• WORK REQUEST
Please return the material exactly; leave no entry out.

• RECORDED DATA
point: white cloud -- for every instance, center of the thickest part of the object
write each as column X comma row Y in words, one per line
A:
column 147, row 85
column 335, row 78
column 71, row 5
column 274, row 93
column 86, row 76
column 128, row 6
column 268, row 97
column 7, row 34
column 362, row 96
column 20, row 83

• TASK OUTPUT
point: white cloud -- for every instance, center of the thickest part of the object
write each as column X comma row Y in words, one per line
A:
column 147, row 85
column 335, row 78
column 71, row 5
column 274, row 93
column 86, row 76
column 128, row 6
column 268, row 97
column 7, row 34
column 362, row 96
column 20, row 83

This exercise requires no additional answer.